Given entries start

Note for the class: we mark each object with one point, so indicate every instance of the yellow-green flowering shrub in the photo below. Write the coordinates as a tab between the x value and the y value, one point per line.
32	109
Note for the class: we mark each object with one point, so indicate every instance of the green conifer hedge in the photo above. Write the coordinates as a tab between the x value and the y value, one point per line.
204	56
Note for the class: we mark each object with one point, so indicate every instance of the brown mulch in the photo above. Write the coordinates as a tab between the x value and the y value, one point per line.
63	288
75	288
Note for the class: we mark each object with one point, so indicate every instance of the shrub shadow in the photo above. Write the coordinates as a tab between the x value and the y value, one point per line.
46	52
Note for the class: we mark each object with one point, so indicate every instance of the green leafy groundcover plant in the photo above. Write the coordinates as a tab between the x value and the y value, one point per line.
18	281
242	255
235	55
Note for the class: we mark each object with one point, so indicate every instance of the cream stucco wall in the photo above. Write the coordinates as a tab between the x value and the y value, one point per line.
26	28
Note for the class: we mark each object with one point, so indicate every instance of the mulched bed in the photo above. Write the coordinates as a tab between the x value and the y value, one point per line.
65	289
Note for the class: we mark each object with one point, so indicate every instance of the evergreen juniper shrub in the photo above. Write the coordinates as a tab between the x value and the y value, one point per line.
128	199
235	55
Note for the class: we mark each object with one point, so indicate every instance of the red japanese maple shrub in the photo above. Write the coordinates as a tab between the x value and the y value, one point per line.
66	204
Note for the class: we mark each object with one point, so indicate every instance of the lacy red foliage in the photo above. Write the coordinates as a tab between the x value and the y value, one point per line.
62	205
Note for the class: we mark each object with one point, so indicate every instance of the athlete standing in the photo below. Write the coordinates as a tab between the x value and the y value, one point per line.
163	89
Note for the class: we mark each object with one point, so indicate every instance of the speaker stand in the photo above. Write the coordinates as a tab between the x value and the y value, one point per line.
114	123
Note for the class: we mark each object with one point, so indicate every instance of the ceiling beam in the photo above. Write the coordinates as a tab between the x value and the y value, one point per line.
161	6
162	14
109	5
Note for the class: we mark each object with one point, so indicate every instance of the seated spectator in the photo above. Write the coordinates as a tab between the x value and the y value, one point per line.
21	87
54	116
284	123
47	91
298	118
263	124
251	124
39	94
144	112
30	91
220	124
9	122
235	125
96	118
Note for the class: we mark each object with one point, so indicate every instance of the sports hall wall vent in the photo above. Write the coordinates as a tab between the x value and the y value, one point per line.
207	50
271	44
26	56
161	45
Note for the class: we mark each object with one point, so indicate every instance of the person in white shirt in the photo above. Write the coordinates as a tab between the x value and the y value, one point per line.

Given entries end

#### What is expected
Copy out the whole listing exactly; please set it all down.

#### Solution below
Note for the class: we mark each object with one point, so indicate every instance of the yellow-green flowering shrub in the photo below. Write the coordinates as a tab between the x value and the y value, one point per line.
32	109
Note for the class: we mark each object with one point, so indicate every instance of the green conifer hedge in the photo above. Write the coordinates as a tab between the x value and the y value, one point per line.
204	56
Note for the class: we mark each object with one point, so indicate every instance of the brown mulch in the photo above. Write the coordinates as a tab between the x value and the y value, one point per line.
63	288
75	288
Note for the class: we mark each object with one point, so indicate every instance of the shrub shadow in the photo above. Write the coordinates as a tab between the x value and the y value, one point per line.
46	52
Note for the class: we mark each object with one point, so indicate every instance of the green leafy groundcover plant in the photo above. Write the coordinates as a tab between the x value and the y value, one point per line.
18	281
242	255
235	55
Note for the class: we mark each object with one point, so indicate every instance of the cream stucco wall in the photo above. Write the coordinates as a tab between the x value and the y value, one point per line.
26	28
Note for the class: we mark each object with one point, so indicate every instance of the mulched bed in the photo above. Write the coordinates as a tab between the x value and the y value, one point per line.
65	289
Note for the class: we mark each object with one point, so indicate every instance of the evergreen juniper shrub in the photo above. Write the coordinates as a tab between the x value and the y value, one point per line.
128	199
235	55
Note for the class: we mark each object with one point, so indicate every instance of the red japanese maple shrub in the photo above. Write the coordinates as a tab between the x value and the y value, one point per line.
66	204
Note for the class: we mark each object with one point, so indicate every instance of the lacy red foliage in the photo above. Write the coordinates as a tab between the x value and the y value, one point per line.
62	205
Note for the class: we mark each object with one point, so indicate every instance of the athlete standing in the photo below. Write the coordinates as a tab between the x value and the y value, one point per line.
163	89
Note for the class: we mark each object with one point, so indicate every instance of the speaker stand in the photo above. Write the coordinates as a tab between the x value and the y value, one point per line.
114	123
Note for the class: we mark each object with one point, so indicate every instance of the ceiling beam in the photo above. Write the coordinates as a tab between the x value and the y value, one point per line.
161	6
162	14
109	5
Note for the class: we mark each object with one point, so indicate every instance of the seated spectator in the photo above. Write the coordinates as a tab between the x value and the y value, one point per line.
21	87
54	116
284	123
47	91
298	118
263	124
251	124
39	94
144	112
30	91
220	124
9	122
235	125
96	118
Note for the class: we mark each object with one point, so indicate every instance of the sports hall wall vent in the photo above. Write the coordinates as a tab between the x value and the y value, one point per line.
207	50
271	44
26	56
161	45
Note for the class: we mark each object with one point, so indicate every instance of the person in white shirt in the photo above. Write the coordinates as a tab between the x value and the y value, one point per line.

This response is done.